The records below are to be restated word for word; their pictures are not.

***** Data

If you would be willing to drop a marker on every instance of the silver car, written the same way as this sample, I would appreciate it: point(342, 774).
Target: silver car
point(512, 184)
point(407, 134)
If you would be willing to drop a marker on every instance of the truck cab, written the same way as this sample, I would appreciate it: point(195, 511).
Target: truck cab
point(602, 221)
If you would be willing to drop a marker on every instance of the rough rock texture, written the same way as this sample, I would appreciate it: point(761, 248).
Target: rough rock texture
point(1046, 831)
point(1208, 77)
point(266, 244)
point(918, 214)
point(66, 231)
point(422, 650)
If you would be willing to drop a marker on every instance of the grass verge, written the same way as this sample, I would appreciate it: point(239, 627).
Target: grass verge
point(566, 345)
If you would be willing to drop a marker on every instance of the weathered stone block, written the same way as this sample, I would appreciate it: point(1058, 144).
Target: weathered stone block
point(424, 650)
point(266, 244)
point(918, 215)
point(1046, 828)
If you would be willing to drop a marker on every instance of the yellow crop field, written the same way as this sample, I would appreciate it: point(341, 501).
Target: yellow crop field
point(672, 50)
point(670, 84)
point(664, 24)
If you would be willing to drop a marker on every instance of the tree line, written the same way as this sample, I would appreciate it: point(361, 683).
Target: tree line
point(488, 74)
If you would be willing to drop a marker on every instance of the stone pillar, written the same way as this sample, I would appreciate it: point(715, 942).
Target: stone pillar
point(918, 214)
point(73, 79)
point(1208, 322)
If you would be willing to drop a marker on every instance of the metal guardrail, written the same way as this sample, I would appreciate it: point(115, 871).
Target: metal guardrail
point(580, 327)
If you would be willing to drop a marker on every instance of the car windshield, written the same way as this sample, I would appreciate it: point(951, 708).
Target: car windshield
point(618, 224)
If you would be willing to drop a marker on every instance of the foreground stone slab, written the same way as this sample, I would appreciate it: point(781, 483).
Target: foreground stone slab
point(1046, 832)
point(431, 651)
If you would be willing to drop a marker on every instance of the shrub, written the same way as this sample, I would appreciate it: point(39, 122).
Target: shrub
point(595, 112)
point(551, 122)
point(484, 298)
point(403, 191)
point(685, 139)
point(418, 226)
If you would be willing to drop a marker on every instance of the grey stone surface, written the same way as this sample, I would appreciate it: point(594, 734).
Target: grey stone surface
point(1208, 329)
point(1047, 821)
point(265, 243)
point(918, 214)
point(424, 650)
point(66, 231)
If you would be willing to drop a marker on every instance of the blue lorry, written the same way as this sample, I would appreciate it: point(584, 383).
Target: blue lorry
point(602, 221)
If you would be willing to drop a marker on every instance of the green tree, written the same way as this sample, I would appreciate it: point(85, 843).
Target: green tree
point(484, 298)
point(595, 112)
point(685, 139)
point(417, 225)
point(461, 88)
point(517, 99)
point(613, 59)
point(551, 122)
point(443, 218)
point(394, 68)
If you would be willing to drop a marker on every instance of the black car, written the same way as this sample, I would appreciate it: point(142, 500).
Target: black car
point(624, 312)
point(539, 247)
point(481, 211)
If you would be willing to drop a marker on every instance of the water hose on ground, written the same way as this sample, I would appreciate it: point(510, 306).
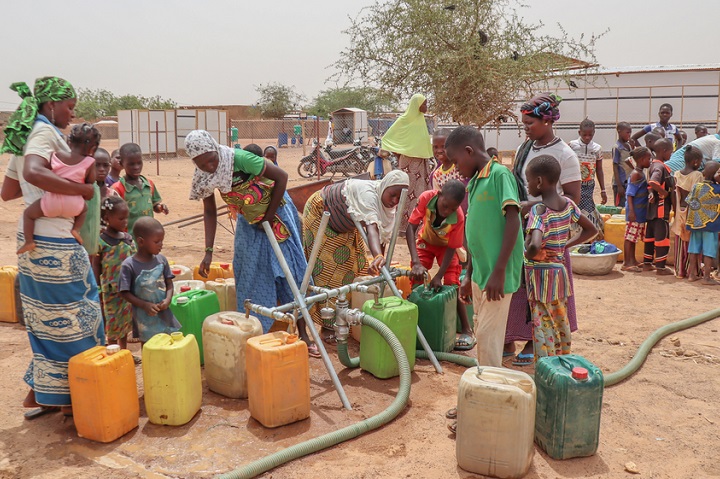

**********

Response:
If you would be willing to drop a marker on every instance of the silver car, written the same way as this sample, I would appreciate it: point(342, 774).
Target: silver car
point(512, 184)
point(407, 134)
If you would be willing to drop a marker on every instance of the truck cab, written the same way as this sample, I would appreciate it: point(195, 511).
Target: truck cab
point(602, 221)
If you would be willing to drop a marker on every instance of the rough rock texture, written the same way as this sample, I would appreciate it: point(761, 248).
Target: rough rock texture
point(1046, 831)
point(1208, 77)
point(266, 244)
point(918, 214)
point(66, 231)
point(422, 650)
If you would be willing to drop a marker on every instance of the grass verge, written the same way as this sample, I would appreciate it: point(239, 627).
Target: grass verge
point(566, 345)
If you would be willing to drop a marker on every instance of the weathered stone block, written the same way as this sample, I would appreciate it: point(1058, 144).
Target: weathered stone block
point(424, 650)
point(266, 244)
point(918, 215)
point(1046, 828)
If you would be willing to drop a marker on every instance of the yellow crop field, written the same way as this sample, I would appreciate it: point(341, 501).
Target: yellow crop field
point(672, 50)
point(670, 84)
point(664, 24)
If you would be willing to drop a marker on every instance of the tree line, written the same way as this sample, I would appreciate it: point(361, 683).
Target: tree line
point(488, 74)
If you would be willing to drop a marker on every instance of the stone pillar, written the same way as this sample, I would appreciate it: point(715, 942).
Target: stone pillar
point(918, 214)
point(73, 79)
point(1208, 322)
If you would be willing to drop a marker on every instance of the metal guardrail, written the same way as this sample, I would appreciate it: point(115, 871).
Target: metal guardrail
point(580, 327)
If you would be willing to drop a marker on every instance of the car windshield, written the same way as this sample, I would appreciate it: point(951, 708).
Target: car windshield
point(618, 224)
If you would be willing to drop a marker on every instance of the foreground stone slab, written the same way as this sample, I would appreciate it: point(781, 483).
Target: foreground stone slab
point(1046, 832)
point(431, 651)
If you would be willing to drop a marker on every instance of the shrub, written the same way as this sample, I would appreciate it: point(39, 122).
Target: shrub
point(595, 112)
point(551, 122)
point(484, 298)
point(403, 191)
point(685, 139)
point(418, 226)
If you would be willing to drop a marker on every instance of the grey stone surface, written the same way as this sample, I would appreciate it: point(594, 734).
Target: grey stone surface
point(1208, 329)
point(1047, 821)
point(265, 243)
point(918, 214)
point(424, 650)
point(66, 231)
If you would be willing to drop a marker on every instance of the blue lorry, written the same way as this sample, I would appreciate it: point(584, 383).
Target: blue lorry
point(602, 221)
If you would be willing to drop a marker on every instance of the green tree, written the same way as this sample, I would appreciate it: point(85, 843).
Target: green tree
point(484, 298)
point(595, 112)
point(685, 139)
point(417, 225)
point(461, 88)
point(517, 99)
point(613, 59)
point(551, 122)
point(443, 218)
point(394, 68)
If you would be willing to drop a marker on every instance of the black car, written the same way as this sample, I would appreciate it: point(142, 500).
Target: black car
point(624, 312)
point(539, 247)
point(481, 211)
If you would be willing to drop a marker on every instance of the water hose on ground, written the same way as this sample, I would appreciate it: point(510, 306).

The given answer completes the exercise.